*** Begin section ***

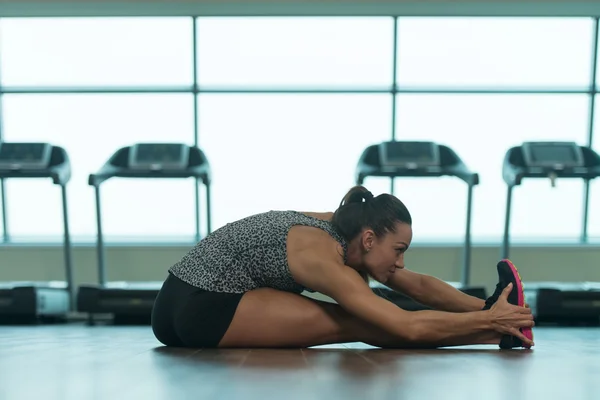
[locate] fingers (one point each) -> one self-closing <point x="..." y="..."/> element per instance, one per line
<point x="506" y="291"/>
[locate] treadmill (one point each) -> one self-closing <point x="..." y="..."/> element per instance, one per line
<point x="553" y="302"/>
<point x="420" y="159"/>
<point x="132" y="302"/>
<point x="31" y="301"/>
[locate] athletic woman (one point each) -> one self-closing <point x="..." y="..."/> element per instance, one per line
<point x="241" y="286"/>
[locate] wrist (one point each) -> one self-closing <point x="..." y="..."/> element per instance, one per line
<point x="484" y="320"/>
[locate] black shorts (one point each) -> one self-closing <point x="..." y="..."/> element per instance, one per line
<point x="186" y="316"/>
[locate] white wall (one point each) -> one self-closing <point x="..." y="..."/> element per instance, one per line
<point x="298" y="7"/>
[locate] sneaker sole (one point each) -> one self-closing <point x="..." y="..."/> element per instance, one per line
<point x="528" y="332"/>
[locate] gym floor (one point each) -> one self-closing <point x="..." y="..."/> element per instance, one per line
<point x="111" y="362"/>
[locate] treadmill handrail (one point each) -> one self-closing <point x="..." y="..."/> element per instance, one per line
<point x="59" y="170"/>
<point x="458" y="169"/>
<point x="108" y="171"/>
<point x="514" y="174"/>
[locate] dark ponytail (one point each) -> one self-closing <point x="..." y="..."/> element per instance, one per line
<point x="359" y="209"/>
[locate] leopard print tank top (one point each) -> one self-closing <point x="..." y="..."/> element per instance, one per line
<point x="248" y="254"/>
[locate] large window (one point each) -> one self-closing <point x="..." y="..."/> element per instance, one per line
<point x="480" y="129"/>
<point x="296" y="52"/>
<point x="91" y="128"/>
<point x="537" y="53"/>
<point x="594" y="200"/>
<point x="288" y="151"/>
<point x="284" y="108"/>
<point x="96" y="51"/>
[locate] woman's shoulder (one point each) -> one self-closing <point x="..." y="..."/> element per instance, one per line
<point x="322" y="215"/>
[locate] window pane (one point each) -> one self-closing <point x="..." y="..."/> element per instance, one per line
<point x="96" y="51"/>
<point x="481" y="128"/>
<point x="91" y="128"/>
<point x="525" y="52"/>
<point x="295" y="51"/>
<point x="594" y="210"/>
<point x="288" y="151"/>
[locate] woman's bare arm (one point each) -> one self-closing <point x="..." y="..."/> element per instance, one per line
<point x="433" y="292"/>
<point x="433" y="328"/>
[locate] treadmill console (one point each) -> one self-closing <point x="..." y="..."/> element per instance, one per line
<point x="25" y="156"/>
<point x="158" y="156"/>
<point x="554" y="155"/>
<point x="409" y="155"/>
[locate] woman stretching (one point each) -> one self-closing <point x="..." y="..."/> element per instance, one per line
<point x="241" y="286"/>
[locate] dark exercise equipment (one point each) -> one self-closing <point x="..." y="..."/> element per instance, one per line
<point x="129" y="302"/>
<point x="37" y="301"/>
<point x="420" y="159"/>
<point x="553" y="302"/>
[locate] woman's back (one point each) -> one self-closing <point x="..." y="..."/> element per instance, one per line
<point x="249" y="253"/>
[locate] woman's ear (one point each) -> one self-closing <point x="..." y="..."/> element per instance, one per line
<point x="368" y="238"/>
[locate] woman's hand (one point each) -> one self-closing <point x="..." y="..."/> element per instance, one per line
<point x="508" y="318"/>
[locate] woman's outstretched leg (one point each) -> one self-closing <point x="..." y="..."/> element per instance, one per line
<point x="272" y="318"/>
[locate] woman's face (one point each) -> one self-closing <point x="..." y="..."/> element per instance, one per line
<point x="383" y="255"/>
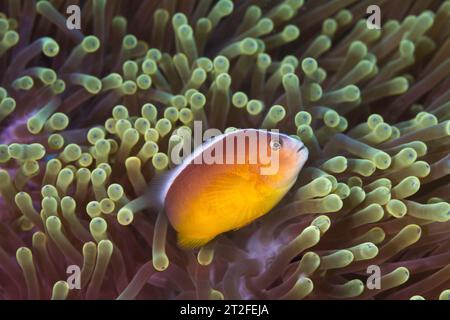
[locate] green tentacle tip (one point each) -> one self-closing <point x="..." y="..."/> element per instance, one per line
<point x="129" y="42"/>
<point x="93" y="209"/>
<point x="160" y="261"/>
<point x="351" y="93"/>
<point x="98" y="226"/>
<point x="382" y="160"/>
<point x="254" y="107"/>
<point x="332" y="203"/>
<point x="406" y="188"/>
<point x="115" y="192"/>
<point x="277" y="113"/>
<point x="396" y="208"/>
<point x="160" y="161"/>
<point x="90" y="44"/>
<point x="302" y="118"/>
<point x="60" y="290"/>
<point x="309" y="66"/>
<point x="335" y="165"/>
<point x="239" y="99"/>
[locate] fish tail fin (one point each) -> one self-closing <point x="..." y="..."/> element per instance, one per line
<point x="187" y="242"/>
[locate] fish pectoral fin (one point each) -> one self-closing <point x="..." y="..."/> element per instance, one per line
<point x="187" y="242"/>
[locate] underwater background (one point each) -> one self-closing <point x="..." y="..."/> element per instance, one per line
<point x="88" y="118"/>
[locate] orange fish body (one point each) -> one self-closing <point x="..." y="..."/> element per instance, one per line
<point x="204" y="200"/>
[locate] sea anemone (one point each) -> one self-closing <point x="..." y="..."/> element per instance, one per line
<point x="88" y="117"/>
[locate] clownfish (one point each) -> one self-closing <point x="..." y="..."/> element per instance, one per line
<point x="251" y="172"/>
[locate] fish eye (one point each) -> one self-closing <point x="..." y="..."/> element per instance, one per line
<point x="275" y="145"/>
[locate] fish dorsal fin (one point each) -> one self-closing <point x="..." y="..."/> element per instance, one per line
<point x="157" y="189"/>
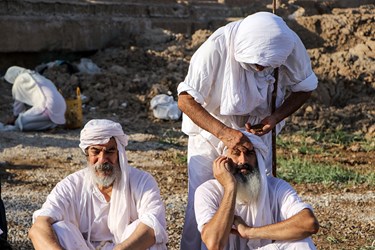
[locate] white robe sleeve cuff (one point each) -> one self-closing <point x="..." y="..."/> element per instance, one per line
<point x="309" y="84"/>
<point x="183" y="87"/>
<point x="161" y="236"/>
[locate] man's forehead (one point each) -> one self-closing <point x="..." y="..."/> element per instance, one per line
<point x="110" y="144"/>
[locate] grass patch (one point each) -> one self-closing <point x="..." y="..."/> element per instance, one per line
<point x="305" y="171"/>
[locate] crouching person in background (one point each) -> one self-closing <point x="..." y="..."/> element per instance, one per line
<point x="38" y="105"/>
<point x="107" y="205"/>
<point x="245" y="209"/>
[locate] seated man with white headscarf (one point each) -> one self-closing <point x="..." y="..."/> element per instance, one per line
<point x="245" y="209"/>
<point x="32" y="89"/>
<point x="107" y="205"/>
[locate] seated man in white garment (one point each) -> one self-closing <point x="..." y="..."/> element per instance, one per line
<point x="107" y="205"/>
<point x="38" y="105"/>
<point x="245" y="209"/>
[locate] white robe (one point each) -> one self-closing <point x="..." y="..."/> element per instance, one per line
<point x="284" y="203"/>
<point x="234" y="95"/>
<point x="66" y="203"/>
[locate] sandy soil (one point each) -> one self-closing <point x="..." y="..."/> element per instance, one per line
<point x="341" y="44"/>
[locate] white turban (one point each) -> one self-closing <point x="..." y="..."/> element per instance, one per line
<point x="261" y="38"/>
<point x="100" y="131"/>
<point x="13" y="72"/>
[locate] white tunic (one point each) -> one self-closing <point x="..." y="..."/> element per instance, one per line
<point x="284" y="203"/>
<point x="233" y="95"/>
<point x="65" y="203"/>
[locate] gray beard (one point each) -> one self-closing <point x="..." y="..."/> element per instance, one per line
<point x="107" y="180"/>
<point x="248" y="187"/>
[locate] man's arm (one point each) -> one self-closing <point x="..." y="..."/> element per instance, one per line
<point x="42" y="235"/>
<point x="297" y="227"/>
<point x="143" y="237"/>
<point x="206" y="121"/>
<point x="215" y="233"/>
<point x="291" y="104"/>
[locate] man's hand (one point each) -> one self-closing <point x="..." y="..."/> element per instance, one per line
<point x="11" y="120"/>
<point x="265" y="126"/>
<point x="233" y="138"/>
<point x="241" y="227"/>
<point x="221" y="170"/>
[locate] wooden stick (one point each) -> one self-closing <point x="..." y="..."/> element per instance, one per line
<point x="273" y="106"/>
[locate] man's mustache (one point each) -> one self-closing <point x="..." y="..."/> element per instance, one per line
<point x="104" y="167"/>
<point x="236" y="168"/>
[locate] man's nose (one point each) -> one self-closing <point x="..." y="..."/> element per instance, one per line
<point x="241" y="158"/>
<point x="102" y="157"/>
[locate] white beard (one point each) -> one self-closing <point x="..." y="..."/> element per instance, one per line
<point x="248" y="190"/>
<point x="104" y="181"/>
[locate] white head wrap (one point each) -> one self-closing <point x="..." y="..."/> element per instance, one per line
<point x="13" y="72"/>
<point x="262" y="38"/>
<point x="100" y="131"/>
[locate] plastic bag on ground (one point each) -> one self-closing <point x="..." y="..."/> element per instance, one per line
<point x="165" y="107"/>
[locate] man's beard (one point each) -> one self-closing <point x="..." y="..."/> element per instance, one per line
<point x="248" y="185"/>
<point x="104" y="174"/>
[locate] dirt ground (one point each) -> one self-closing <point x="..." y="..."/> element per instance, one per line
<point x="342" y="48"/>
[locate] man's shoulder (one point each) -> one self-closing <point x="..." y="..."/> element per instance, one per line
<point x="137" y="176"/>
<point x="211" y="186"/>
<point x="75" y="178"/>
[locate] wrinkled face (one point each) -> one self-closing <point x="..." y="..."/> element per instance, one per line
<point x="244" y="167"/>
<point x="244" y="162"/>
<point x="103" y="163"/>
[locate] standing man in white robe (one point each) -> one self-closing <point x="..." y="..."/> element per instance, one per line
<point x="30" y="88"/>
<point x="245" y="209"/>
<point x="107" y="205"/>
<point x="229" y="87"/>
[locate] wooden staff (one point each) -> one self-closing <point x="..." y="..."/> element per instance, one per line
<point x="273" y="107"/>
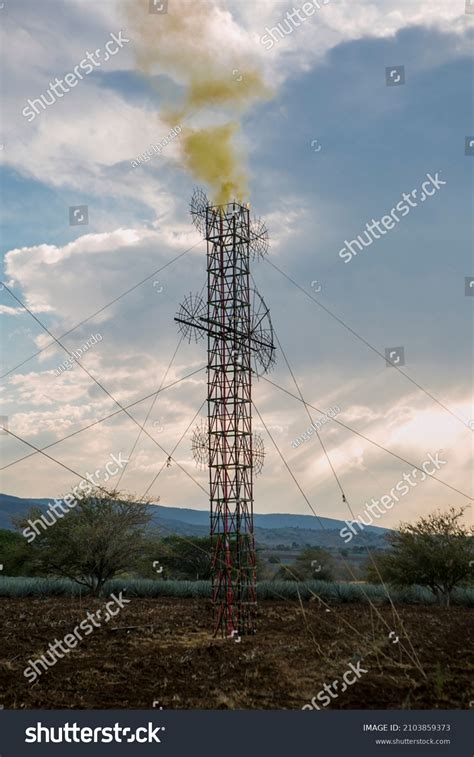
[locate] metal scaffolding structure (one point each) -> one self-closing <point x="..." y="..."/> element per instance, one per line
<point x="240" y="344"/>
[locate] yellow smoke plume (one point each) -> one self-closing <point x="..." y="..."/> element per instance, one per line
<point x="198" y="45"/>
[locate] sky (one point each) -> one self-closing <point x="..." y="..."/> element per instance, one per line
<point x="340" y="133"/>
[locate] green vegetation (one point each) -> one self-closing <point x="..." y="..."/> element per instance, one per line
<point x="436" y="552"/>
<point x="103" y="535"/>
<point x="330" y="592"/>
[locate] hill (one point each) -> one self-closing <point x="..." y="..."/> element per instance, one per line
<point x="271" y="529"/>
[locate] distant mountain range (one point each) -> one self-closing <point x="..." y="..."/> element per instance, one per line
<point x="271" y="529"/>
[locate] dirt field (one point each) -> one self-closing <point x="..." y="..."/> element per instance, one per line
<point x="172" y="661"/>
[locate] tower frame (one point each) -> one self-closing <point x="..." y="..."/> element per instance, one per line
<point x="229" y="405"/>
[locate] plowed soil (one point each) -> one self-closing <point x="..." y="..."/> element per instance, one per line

*** End section ***

### DIRECTIONS:
The range begins at the line containing "[locate] metal scaffolding" and ends at the last line of the entries; reproduce it exactly.

### SOLUTION FOR THIS EXERCISE:
[locate] metal scaffolding structure (one point each) -> one self-closing <point x="..." y="..."/> element per instance, one per line
<point x="240" y="344"/>
[locate] yellow smoke plume (one point each) -> one self-closing <point x="..." y="..."/> element per instance, one per line
<point x="198" y="45"/>
[locate] sky (one point each) -> one self-closing <point x="..." y="..."/> element per instance, one per line
<point x="340" y="133"/>
[locate] green vegetation (one point each) -> one self-closing <point x="..." y="..."/> element per instance, one per line
<point x="436" y="552"/>
<point x="103" y="535"/>
<point x="330" y="592"/>
[locate] hill (one point each) -> one self-closing <point x="..." y="..."/> element per instance, one per line
<point x="271" y="529"/>
[locate] distant mountain range (one point each) -> one self-closing <point x="..." y="..."/> element per instance, one per line
<point x="271" y="529"/>
[locate] dirt field (one point each) -> one self-closing <point x="..." y="..."/> element per instance, one per line
<point x="172" y="661"/>
[locate] tower frame (one point each) -> one self-closing <point x="..." y="..."/> element per instance, one per line
<point x="229" y="405"/>
[locate] plowed soil (one point each) -> one self-closing <point x="..." y="..."/> element per instance, one per line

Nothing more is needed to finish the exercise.